PAGE EXCERPT:

┏━━

But rescheduling won’t erase the cognitive dissonance between federal and state law. States where cannabis is legal for adult recreational use treat it more like alcohol. You just need to be over 21 and show an ID to buy it. Schedule III substances typically require a doctor’s prescription.
In fact, “rescheduling doesn’t do a lot,” according to Aaron Smith, executive director of the National Cannabis Industry Association.
The one concrete advantage for dispensaries would be a reduced tax burden. He says that Section 280E of the tax code dictates: “If you’re trafficking any schedule I or schedule II drug, then you cannot take business deductions.” If cannabis becomes a schedule III substance, “then that problem basically goes away for the industry”.
Some experts the Guardian spoke to, like Paxhia, were hopeful that rescheduling would ease barriers to other financial services. Others were skeptical.
Katharine Neill Harris, a drug policy fellow at Rice University, doubts rescheduling will lead more banks to open themselves to dispensaries. While a small number of credit unions already lend to dispensaries, the bigger banks aren’t likely to risk it.
“Bank of America, like Wells Fargo, I mean, they’re just not going to enthusiastically embrace this kind of gray area of law. That’s just not how they operate,” she says.
These financial barriers contribute to the industry’s much-criticized lack of diversity, says Harris, because it’s hard to get a foot in the door if “you don’t have enough money to fund a business on your own. You can raise money, but then that requires a network of other people who are wealthy. And so the industry itself has just sort of skewed more towards white owners and white men in particular.”
While rescheduling will reduce the tax burden for existing dispensaries, Harris says, it’s unlikely to level the playing field for those looking to get into the industry.
Paxhia notes the lack of access to financial services can be dangerous, as dispensary workers “are just sitting ducks, because there’s no credit card transactions” and they often have large sums of cash on location.
“People get shot and killed. It’s horrible,” he said.
While rescheduling alone might not fix this problem, the Safer Banking Act, which was introduced in Congress in 2023, would guarantee that financial institutions could serve cannabis dispensaries without legal repercussions.
It’s also possible that treating cannabis as a regulated medical drug could mean additional hurdles that state-legal dispensaries don’t currently face.
“I know that with most schedule III drugs, you usually would have to go through a pharmacy. A lot of our associates were like, ‘Hey, do we have to become pharmacists now?’ So that’s a concern,” says Dominique White, director of people and operations at Ivy Hall, an Illinois-based dispensary.
But, Smith says, “that’s a very unlikely situation.” He adds that the Biden administration “is under pressure to do something positive on cannabis”, and “if this somehow backfired, and now all of a sudden the FDA is going to require these businesses to obtain their approval to sell cannabis, well, that would be a huge political embarrassment. That said, it’s not impossible.”
Smith is advocating for a memorandum that would ensure the federal government doesn’t intervene with state-legal cannabis operations after rescheduling, similar to the Cole Memorandum issued in 2013.
Rescheduling cannabis might not fix all or most of the cannabis industry’s legal problems, but many with a stake in the industry hope that this is the first step towards descheduling, which would put cannabis legally on par with alcohol.
“We’ve got the majority of Americans who live in a state that has made cannabis legal for adults and so they’re treating it comparably to alcohol. Moving into schedule III does not align federal law with those laws, but it moves us in that direction,” said Smith.
White, who believes that cannabis is “truly medicine”, thinks it’s illogical that there are so many more hurdles for buying and selling cannabis than there are for alcohol, which she says is “so much more damaging to the body”.

┗━━

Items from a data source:
┏━━

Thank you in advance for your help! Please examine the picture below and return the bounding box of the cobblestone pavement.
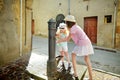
[85,70,120,80]
[0,56,30,80]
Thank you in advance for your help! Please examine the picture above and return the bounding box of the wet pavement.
[0,36,120,80]
[0,55,31,80]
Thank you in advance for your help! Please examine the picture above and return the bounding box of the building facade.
[0,0,32,66]
[115,0,120,50]
[33,0,120,48]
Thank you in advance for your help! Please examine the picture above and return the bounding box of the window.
[104,15,112,23]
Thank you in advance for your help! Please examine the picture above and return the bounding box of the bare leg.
[64,52,70,63]
[60,51,64,62]
[72,53,78,77]
[84,55,92,80]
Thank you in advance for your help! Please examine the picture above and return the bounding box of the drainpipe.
[113,0,118,48]
[68,0,70,15]
[20,0,22,56]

┗━━

WHAT IS REQUIRED:
Decide whether each statement agrees with the article on cannabis rescheduling, answering yes or no and quoting the article's deciding words: (a) Smith says moving cannabis into schedule III aligns federal law with state laws; (b) the Safer Banking Act was introduced in Congress in 2023; (c) Harris expects rescheduling to lead more banks to open themselves to dispensaries.

EXERCISE RESULT:
(a) No: "Moving into schedule III does not align federal law with those laws, but it moves us in that direction"
(b) Yes: "the Safer Banking Act, which was introduced in Congress in 2023"
(c) No: "doubts rescheduling will lead more banks to open themselves to dispensaries"